___ GIVEN PASSAGE
Thursday, January 23, 2025

His Human Love For Admiration

 

A flush of colour sprang to Holmes's pale cheeks, and he bowed to us like the master dramatist who receives the homage of his audience.  It was at such moments that for an instant he ceased to be a reasoning machine and betrayed his human love for admiration and applause.  The same singularly proud and reserved nature which turned away with disdain from popular notoriety was capable of being moved to its depth by spontaneous wonder and praise from a friend.--Dr. Watson, "The Adventure of the Six Napoleons"

Even though I've been reading it for twenty years,  I'm still interested when I read near the end of SIXN of Holmes's capability to be moved by praise from a friend. Watson goes so far as to say Holmes is not quite the reasoning machine we think he is; in fact, Holmes is human enough to have "a human love for admiration and applause." I like it when Holmes lets the more vulnerable parts of his humanity be on display. I can relate to the rarely seen vulnerable parts of his personality more than I can relate to the "reasoning machine."  I would like to be more of a reasoning machine, a machine without need for admiration, applause or praise. Sadly, I am also betrayed by my human love for admiration and applause.
______
___ RECORD EXCERPTS
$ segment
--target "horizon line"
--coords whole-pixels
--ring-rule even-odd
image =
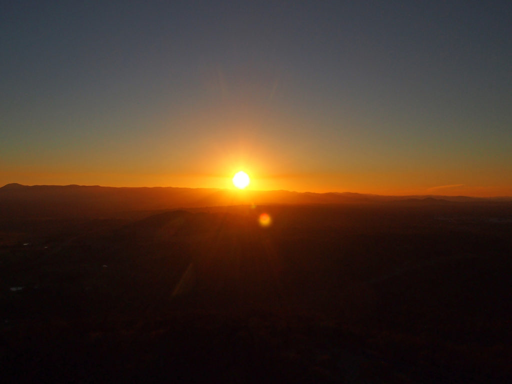
[[[296,193],[296,194],[313,194],[315,195],[326,195],[328,194],[337,194],[339,195],[343,194],[353,194],[353,195],[360,195],[364,196],[382,196],[382,197],[431,197],[431,196],[438,196],[440,197],[450,197],[450,198],[470,198],[472,199],[512,199],[512,196],[472,196],[470,195],[438,195],[437,194],[406,194],[403,195],[400,194],[374,194],[374,193],[367,193],[364,192],[352,192],[350,191],[344,191],[343,192],[339,192],[337,191],[329,191],[327,192],[311,192],[310,191],[299,191],[296,190],[290,190],[288,189],[238,189],[234,188],[214,188],[214,187],[176,187],[172,186],[164,186],[162,185],[156,185],[154,186],[137,186],[137,187],[130,187],[130,186],[113,186],[109,185],[100,185],[99,184],[94,184],[94,185],[82,185],[82,184],[33,184],[32,185],[29,185],[26,184],[20,184],[19,183],[12,182],[8,183],[7,184],[0,187],[0,189],[3,189],[9,185],[17,185],[20,187],[99,187],[100,188],[174,188],[176,189],[212,189],[215,190],[225,190],[225,191],[234,191],[239,193],[243,193],[245,191],[250,191],[252,192],[289,192],[290,193]]]

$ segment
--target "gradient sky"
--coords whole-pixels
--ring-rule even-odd
[[[0,184],[512,196],[510,2],[1,4]]]

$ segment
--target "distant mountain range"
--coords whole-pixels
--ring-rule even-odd
[[[114,187],[99,185],[23,185],[0,188],[0,214],[24,216],[94,216],[133,210],[246,204],[336,204],[387,202],[445,204],[450,202],[512,201],[512,198],[482,198],[437,195],[393,196],[357,194],[238,190],[216,188]]]

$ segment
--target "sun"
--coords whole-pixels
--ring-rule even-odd
[[[249,175],[243,170],[237,173],[233,176],[233,185],[240,189],[243,189],[245,188],[249,185],[249,182],[250,182],[250,179],[249,178]]]

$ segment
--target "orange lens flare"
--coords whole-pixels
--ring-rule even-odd
[[[268,214],[262,214],[260,215],[258,221],[260,222],[260,225],[261,226],[268,227],[272,224],[272,218],[270,217]]]

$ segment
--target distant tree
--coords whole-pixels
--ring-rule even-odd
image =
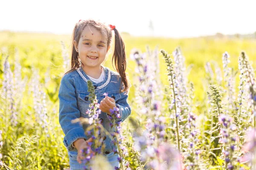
______
### DIRECTIVES
**1)** In the Holmes post, how long has the writer been reading "The Adventure of the Six Napoleons"?
**2)** Rewrite the Holmes post between "Even though I've" and "my human love for admiration and applause.", inclusive, swapping "applause" for "acclaim".

### ANSWERS TO THE EXERCISE
**1)** Twenty years.

**2)**
Even though I've been reading it for twenty years,  I'm still interested when I read near the end of SIXN of Holmes's capability to be moved by praise from a friend. Watson goes so far as to say Holmes is not quite the reasoning machine we think he is; in fact, Holmes is human enough to have "a human love for admiration and acclaim." I like it when Holmes lets the more vulnerable parts of his humanity be on display. I can relate to the rarely seen vulnerable parts of his personality more than I can relate to the "reasoning machine."  I would like to be more of a reasoning machine, a machine without need for admiration, acclaim or praise. Sadly, I am also betrayed by my human love for admiration and acclaim.